**Task objective:** From the top of the records below, return each line exactly, ending with the line that contains "tiled floor -> outlines, every instance".

(Records drawn from a dataset)
______
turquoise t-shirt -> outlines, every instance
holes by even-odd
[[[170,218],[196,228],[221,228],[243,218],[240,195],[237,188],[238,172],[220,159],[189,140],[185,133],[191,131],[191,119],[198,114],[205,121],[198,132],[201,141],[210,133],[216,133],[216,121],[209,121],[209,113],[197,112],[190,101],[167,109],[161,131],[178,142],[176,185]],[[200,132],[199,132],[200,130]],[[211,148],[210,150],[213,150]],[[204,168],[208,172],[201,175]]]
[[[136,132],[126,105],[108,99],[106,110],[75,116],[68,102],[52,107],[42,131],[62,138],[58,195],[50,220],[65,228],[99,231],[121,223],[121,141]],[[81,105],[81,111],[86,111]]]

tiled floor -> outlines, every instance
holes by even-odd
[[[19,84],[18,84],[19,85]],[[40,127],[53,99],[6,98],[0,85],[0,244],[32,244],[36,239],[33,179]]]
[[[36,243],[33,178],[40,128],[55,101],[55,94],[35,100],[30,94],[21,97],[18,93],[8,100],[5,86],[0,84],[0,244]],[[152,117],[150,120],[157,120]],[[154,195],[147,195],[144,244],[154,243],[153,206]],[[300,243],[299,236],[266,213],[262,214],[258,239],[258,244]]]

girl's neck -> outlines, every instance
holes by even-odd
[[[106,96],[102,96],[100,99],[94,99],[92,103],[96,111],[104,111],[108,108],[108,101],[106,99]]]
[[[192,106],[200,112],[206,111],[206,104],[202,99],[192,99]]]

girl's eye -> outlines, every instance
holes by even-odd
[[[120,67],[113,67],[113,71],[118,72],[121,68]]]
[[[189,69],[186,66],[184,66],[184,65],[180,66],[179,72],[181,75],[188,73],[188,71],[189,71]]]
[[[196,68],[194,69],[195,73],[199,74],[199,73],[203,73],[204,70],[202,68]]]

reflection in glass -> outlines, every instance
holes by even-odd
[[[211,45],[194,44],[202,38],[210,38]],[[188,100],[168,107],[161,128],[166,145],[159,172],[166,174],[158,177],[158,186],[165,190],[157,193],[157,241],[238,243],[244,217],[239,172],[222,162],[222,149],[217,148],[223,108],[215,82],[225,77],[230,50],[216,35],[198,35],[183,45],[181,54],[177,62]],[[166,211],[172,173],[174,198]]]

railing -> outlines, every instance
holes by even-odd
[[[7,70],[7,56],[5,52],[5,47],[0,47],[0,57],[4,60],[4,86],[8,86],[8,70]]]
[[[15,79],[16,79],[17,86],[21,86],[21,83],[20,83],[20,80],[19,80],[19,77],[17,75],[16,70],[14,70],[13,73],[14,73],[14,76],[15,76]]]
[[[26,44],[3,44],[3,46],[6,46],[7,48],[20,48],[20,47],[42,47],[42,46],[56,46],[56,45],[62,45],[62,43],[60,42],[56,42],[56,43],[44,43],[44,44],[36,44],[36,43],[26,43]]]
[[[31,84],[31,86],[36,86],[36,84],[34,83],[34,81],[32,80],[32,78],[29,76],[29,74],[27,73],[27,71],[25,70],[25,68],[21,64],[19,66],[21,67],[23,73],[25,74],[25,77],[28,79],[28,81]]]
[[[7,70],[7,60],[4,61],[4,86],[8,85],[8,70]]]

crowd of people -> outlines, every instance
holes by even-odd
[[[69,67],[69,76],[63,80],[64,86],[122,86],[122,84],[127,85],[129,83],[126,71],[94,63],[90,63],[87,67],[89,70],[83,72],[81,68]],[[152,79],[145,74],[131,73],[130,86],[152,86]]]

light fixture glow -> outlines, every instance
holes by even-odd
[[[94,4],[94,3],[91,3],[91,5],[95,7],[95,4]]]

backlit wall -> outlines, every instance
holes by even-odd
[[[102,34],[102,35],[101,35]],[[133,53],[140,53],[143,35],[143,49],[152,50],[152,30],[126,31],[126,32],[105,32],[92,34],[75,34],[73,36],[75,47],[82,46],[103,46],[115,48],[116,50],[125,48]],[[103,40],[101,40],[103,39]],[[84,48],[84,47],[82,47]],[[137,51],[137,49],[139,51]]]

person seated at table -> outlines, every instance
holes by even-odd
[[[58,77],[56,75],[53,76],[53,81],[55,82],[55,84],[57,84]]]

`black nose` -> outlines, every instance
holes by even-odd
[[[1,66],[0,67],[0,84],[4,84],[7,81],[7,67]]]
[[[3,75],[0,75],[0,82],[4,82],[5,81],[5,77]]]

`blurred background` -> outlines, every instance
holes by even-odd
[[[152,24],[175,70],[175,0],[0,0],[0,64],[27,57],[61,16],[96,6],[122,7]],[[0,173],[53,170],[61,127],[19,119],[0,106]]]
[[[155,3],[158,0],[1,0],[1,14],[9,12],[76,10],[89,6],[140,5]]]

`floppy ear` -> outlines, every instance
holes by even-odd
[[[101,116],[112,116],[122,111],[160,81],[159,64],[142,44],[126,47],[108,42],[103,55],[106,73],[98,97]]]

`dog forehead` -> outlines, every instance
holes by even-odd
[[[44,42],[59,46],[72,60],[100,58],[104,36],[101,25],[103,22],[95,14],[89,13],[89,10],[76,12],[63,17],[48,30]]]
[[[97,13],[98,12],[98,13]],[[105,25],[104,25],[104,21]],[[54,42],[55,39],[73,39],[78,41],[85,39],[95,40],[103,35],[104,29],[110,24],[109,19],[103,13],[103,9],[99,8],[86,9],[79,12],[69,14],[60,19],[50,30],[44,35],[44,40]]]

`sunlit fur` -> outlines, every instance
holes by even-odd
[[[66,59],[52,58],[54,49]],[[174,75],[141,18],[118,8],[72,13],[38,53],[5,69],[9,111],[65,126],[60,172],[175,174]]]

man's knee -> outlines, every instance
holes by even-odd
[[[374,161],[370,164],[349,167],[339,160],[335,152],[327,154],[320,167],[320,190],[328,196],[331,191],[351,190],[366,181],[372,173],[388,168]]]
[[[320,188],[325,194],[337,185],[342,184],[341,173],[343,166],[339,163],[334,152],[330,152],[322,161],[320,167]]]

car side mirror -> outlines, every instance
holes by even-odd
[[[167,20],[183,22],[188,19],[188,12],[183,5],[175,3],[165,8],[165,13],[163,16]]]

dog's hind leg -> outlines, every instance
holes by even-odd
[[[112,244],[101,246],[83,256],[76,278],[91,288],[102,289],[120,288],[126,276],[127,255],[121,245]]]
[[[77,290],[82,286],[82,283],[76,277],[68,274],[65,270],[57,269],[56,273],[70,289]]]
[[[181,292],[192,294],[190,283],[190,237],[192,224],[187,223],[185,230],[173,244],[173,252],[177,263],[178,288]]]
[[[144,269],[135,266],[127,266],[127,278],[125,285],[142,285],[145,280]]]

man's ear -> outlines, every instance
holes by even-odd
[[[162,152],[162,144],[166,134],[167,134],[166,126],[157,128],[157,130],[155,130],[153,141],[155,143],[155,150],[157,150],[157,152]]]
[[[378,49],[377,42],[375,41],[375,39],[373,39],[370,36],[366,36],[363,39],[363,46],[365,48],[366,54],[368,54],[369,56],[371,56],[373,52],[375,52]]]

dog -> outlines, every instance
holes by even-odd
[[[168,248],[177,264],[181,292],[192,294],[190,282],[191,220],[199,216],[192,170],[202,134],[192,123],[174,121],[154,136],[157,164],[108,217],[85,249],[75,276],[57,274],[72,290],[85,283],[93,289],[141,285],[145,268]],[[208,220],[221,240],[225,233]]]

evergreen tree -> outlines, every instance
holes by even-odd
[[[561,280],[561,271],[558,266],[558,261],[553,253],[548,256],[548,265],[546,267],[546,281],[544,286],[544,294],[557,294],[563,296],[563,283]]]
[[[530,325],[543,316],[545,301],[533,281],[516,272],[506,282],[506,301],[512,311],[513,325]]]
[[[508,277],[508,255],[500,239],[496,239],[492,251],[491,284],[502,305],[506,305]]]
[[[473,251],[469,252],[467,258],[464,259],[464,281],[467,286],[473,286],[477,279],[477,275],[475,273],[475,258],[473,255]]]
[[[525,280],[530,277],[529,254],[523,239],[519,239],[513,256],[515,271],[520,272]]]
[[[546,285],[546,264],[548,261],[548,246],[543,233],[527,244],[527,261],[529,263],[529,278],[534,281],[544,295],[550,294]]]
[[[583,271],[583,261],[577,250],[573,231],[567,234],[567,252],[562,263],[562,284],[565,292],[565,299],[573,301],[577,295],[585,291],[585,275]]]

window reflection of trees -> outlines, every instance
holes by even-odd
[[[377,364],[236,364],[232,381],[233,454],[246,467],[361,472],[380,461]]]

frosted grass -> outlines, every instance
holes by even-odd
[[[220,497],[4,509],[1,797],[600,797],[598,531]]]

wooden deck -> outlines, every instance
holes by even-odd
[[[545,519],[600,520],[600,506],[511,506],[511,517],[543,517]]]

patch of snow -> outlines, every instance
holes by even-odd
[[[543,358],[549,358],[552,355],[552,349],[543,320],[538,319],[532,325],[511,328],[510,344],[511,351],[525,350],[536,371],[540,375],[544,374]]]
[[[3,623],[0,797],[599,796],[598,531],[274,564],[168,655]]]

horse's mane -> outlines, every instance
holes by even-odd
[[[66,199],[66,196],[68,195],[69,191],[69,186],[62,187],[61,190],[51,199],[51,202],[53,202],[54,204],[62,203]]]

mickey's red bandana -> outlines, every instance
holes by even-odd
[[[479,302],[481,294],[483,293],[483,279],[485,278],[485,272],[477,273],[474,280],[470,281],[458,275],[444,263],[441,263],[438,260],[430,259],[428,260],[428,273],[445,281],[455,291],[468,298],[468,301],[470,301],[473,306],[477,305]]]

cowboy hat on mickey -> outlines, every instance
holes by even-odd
______
**Response to this exercise:**
turquoise t-shirt -> outlines, every instance
holes by even-odd
[[[170,218],[196,228],[221,228],[243,218],[240,195],[237,188],[238,172],[220,159],[189,140],[185,133],[191,131],[191,119],[198,114],[205,121],[198,132],[201,141],[210,133],[216,133],[216,121],[209,121],[209,113],[197,112],[190,101],[167,109],[161,131],[178,142],[176,185]],[[200,132],[199,132],[200,130]],[[211,148],[210,150],[213,150]],[[204,168],[208,172],[201,175]]]
[[[136,132],[126,105],[108,99],[106,110],[75,116],[68,102],[52,107],[42,131],[62,138],[58,195],[50,220],[65,228],[99,231],[121,223],[121,141]],[[81,105],[81,111],[86,111]]]

tiled floor -> outlines, every instance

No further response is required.